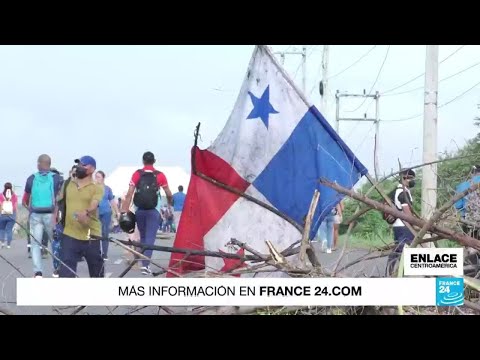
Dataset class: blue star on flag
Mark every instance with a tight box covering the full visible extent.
[247,85,279,129]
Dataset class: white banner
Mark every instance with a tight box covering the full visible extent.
[403,248,463,276]
[16,277,464,307]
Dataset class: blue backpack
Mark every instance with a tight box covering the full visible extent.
[30,172,55,212]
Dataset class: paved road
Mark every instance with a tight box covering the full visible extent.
[0,235,387,315]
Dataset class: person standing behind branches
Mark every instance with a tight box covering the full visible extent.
[172,185,186,230]
[121,151,173,275]
[23,154,63,278]
[49,167,64,277]
[333,201,344,250]
[0,183,18,249]
[95,170,120,261]
[455,165,480,239]
[386,169,417,276]
[57,156,104,278]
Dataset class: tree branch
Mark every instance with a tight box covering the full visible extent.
[319,178,480,250]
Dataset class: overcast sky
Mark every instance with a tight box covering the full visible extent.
[1,45,479,191]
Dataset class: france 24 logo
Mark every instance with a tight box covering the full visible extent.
[403,248,463,276]
[436,278,464,306]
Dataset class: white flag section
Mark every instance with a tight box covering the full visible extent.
[17,278,441,307]
[168,45,367,277]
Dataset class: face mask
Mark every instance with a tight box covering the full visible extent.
[408,180,416,188]
[75,166,88,179]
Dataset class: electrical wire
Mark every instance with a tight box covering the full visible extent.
[327,45,377,81]
[438,79,480,108]
[383,59,480,97]
[344,45,391,113]
[292,45,318,81]
[381,45,467,95]
[383,78,480,122]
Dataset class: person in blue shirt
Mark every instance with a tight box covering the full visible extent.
[95,171,120,261]
[172,185,186,231]
[455,166,480,218]
[455,165,480,239]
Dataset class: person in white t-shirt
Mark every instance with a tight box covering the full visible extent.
[386,169,416,276]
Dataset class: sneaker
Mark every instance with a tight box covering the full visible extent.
[6,245,10,249]
[141,266,152,275]
[326,248,332,254]
[103,257,109,262]
[0,242,4,248]
[321,240,327,252]
[34,272,43,278]
[52,270,59,278]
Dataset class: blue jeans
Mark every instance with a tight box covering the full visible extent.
[386,226,414,276]
[318,214,335,249]
[52,225,63,271]
[58,233,104,278]
[0,213,16,245]
[136,209,160,268]
[99,212,112,258]
[29,212,54,274]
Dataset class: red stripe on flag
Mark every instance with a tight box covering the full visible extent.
[167,147,250,277]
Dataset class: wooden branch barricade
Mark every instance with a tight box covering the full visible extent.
[319,178,480,250]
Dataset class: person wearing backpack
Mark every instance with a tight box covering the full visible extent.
[385,168,417,276]
[121,151,173,275]
[0,183,18,249]
[95,170,120,261]
[22,154,63,278]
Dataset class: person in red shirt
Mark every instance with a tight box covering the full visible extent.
[0,183,18,249]
[121,151,173,275]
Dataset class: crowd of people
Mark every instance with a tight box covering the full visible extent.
[3,152,480,279]
[0,151,186,278]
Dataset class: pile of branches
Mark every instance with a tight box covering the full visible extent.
[3,157,480,316]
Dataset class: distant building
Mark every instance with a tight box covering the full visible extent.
[105,166,190,205]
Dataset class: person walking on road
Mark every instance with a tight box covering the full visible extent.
[95,170,120,261]
[172,185,186,231]
[23,154,63,278]
[0,183,18,249]
[121,151,173,275]
[57,156,105,278]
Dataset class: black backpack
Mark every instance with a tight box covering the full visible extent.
[58,177,70,227]
[382,189,398,225]
[133,170,160,210]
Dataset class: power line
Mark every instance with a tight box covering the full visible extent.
[327,45,377,81]
[381,45,467,95]
[345,45,391,113]
[383,58,480,97]
[383,77,480,122]
[292,46,318,80]
[438,79,480,108]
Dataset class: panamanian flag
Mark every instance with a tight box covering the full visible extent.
[168,45,368,277]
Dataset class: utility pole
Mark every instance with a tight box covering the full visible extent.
[421,45,439,245]
[274,46,308,94]
[335,91,382,180]
[302,46,307,94]
[320,45,330,114]
[374,92,380,182]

Required work
All of the entries need to be retyped word for word, pictures excluded.

Reply to the task
Dataset class: blue star on flag
Mark every instance with a tight box covering the full visible extent.
[247,85,279,129]
Dataset class: white banner
Mark every instance with a tight box covering the full visible extent.
[403,248,463,276]
[16,277,464,307]
Dataset class: blue backpack
Mark every instance with a tight box covering the full visible extent.
[30,172,55,212]
Dataset class: paved road
Mark every instance with a tight box covering the full visible extent.
[0,235,387,315]
Dataset class: person standing behind branches
Mark every instance with a tight box covering the full visible extent.
[172,185,186,230]
[121,151,173,275]
[23,154,63,278]
[49,167,64,277]
[333,201,344,250]
[0,183,18,249]
[95,170,120,261]
[455,165,480,239]
[386,169,417,276]
[57,156,104,278]
Dataset class: tree branch
Mark every instance with a tight box covering the full visible extent.
[319,178,480,250]
Dataset class: overcast sky
Mark every instance with a tight box covering the full visible extent.
[1,45,479,191]
Dataset class: france 24 logo
Mark every instance with a tight box covering the full visible extent.
[403,248,463,276]
[436,278,464,306]
Dataset class: white flag section
Mark every instance with a tight box covering the full visible extent.
[17,278,441,307]
[168,45,367,277]
Dataset class: face mask
Mark every instance with a tight box covering the full visible extent.
[408,180,416,188]
[75,166,88,179]
Dataset class: electrical wire
Mark every instance with a tight box covering the full visible extent.
[327,45,377,81]
[438,79,480,108]
[383,59,480,97]
[344,45,391,113]
[292,45,318,81]
[381,45,467,95]
[383,78,480,122]
Dataset class: person in blue shirt
Mark every instance with a tight box covering the full visible extent.
[95,171,120,261]
[172,185,186,231]
[455,166,480,218]
[455,165,480,239]
Dataset class: person in white t-shirt
Mark every instance with a tight box covering the full visible extent.
[386,169,416,276]
Dataset class: sneaker
Mark every instance with a tight box covering the full visible extent.
[6,245,10,249]
[141,266,152,275]
[326,248,332,254]
[103,257,109,262]
[0,242,4,248]
[321,240,327,252]
[34,272,43,278]
[52,270,59,278]
Dataset class: blue jeans
Mark every instance with a tight box covering the full visible extent.
[386,226,414,276]
[318,214,335,249]
[52,225,63,271]
[58,233,104,278]
[0,213,16,245]
[136,209,160,268]
[99,212,112,258]
[29,212,54,274]
Dataset class: red stripe on flag
Mark every instance with a tight box covering the full visible extent.
[167,147,250,277]
Dataset class: wooden branch barricade
Mark every instance with a tight box covering the full visible extent.
[319,178,480,250]
Dataset class: person wearing backpack
Mark every instance with a tight box covering the full visible extent.
[385,168,417,276]
[121,151,173,275]
[0,183,18,249]
[95,170,120,261]
[22,154,63,278]
Dataset class: person in red shirt
Mark every instance with a tight box covering the full visible extent.
[0,183,18,249]
[121,151,173,275]
Dataset class: crowd of people
Mark every instance with a tight box covering the full visible extent.
[3,152,480,279]
[0,151,186,278]
Dataset class: pile of branches
Mark every instance with a tight box covering the full visible extent.
[3,157,480,316]
Dataset class: distant building
Mark every instance with a tight box covering the full visible extent.
[105,166,190,205]
Dataset class: person walking on road
Mark every instance with a tight box covering the full visible extent.
[95,170,120,261]
[172,185,186,231]
[23,154,63,278]
[0,183,18,249]
[121,151,173,275]
[57,156,105,278]
Dataset class: black backpack
Mark every instance with a tight box covering the full visible extent.
[58,177,70,227]
[382,189,398,225]
[133,170,160,210]
Dataset class: power line
Mark every instance with a tight box covering the full visible extent.
[327,45,377,81]
[381,45,467,95]
[345,45,391,113]
[383,58,480,97]
[383,77,480,122]
[292,46,318,80]
[438,79,480,108]
Dataset class: panamanian flag
Mark every instance with a tight box covering the full visible extent.
[168,45,368,277]
Dataset class: utility pole
Mark every instance with a tight box covering the full visible extent.
[421,45,439,245]
[274,46,308,94]
[335,91,382,180]
[302,46,307,94]
[320,45,330,114]
[374,92,380,182]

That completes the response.